Please count the lines in the rows below that contain the string "cyclist", with case counting, and reply with the number alone.

§

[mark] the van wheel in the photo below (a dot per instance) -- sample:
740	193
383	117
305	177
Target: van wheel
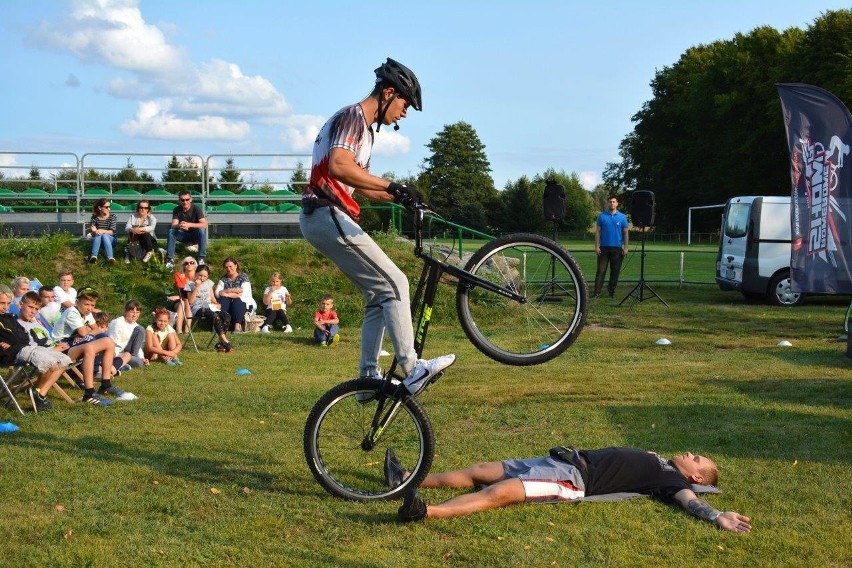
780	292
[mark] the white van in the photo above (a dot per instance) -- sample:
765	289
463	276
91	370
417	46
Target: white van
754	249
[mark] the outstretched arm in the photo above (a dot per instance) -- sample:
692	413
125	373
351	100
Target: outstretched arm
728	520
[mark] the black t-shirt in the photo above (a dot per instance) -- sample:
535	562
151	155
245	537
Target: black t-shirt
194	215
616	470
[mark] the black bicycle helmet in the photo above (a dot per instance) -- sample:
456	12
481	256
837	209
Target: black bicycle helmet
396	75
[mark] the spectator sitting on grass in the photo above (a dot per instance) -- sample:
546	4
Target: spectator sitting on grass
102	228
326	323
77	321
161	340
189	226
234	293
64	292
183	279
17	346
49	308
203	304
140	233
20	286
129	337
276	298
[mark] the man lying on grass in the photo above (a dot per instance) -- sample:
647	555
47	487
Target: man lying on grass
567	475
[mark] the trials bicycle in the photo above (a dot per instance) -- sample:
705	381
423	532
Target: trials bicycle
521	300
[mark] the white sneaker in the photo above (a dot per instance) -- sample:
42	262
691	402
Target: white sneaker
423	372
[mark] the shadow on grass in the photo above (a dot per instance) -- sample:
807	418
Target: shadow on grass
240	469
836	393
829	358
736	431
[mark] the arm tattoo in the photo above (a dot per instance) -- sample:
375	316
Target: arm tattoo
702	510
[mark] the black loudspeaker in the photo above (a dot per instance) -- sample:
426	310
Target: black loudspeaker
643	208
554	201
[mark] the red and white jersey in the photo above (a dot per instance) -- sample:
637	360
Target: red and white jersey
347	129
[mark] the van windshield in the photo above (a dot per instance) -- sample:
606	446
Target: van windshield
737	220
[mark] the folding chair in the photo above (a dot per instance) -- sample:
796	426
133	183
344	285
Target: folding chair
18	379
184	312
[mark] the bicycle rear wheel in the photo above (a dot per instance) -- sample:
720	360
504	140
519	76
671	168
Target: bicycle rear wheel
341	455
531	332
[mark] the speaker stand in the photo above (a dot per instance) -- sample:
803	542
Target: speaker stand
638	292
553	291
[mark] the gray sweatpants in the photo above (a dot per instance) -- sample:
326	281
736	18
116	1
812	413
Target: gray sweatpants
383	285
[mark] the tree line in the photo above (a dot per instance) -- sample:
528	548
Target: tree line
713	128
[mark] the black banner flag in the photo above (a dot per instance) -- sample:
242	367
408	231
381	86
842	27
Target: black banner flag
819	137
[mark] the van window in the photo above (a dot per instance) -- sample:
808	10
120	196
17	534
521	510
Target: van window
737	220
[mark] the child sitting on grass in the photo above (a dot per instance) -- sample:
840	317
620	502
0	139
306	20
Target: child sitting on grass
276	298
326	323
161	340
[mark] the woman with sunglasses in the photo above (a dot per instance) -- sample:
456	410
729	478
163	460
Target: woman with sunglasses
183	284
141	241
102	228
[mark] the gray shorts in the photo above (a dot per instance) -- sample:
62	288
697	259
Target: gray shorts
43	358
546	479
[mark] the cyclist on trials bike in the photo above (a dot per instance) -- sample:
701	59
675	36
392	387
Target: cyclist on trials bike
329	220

§

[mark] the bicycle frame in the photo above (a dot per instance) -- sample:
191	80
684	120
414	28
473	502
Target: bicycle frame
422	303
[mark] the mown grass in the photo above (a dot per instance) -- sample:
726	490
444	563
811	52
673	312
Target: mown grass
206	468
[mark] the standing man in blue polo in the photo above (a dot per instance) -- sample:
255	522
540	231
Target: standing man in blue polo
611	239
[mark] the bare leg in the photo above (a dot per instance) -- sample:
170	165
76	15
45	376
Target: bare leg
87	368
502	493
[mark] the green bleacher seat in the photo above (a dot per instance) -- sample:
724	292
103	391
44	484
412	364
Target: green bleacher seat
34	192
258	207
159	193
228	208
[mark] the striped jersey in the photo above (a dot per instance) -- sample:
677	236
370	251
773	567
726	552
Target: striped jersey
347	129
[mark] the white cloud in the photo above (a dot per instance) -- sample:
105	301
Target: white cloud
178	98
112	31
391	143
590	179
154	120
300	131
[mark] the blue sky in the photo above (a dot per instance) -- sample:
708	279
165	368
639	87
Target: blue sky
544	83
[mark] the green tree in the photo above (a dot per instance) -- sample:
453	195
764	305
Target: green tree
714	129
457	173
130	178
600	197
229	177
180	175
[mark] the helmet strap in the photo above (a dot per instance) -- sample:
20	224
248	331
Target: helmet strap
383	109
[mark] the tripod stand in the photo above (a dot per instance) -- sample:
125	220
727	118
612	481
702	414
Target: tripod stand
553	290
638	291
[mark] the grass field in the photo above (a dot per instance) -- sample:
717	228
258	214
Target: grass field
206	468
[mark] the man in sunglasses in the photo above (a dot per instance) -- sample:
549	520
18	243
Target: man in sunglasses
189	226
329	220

§

RESULT FOR THIS EXERCISE: 2